> **OBJECTIVE**
Select each line below that contains the word "leafy", and copy those lines.

Rows from a dataset
=====

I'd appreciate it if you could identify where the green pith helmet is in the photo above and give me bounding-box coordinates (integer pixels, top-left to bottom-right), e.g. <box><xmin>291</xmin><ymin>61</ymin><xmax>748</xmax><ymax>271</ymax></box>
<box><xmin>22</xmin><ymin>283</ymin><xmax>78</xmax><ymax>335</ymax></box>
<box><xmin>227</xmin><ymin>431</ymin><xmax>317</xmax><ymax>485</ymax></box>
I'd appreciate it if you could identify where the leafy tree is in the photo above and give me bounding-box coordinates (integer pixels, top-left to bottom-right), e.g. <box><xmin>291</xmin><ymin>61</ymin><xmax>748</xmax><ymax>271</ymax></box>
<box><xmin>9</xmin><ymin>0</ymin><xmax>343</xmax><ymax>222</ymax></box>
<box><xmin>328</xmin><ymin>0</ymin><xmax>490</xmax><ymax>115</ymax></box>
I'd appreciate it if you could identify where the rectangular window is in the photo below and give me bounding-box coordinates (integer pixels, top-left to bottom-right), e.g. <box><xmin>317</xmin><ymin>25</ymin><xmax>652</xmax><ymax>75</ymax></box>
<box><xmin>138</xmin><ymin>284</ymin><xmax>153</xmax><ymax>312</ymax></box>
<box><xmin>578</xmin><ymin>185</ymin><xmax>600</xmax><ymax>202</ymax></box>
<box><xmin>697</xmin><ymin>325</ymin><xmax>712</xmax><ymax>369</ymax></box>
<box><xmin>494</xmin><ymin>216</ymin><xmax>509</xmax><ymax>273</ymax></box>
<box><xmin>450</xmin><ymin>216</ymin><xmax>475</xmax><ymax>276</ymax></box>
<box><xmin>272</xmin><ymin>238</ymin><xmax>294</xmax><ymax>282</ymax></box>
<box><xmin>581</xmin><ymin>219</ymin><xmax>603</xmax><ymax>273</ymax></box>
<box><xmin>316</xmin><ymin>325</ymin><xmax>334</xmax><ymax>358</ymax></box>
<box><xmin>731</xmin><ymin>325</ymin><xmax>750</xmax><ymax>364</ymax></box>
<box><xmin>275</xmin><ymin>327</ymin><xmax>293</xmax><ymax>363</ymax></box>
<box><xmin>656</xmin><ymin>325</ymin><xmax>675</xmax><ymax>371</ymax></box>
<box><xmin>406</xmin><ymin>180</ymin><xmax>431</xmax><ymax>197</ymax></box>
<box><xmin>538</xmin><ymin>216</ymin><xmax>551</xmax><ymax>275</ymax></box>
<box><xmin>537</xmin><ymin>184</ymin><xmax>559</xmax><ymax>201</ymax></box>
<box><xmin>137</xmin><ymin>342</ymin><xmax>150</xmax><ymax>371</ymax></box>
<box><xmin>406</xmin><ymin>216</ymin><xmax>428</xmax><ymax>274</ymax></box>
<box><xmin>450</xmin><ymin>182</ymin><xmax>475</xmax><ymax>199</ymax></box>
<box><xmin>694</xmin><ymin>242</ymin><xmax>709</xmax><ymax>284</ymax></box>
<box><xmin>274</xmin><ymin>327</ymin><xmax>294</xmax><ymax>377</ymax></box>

=====

> **WRITTEN ANSWER**
I'd appreciate it if you could identify where the leafy tree is in the photo above and give me bounding-box coordinates (integer pixels, top-left to bottom-right), e.g. <box><xmin>291</xmin><ymin>61</ymin><xmax>748</xmax><ymax>271</ymax></box>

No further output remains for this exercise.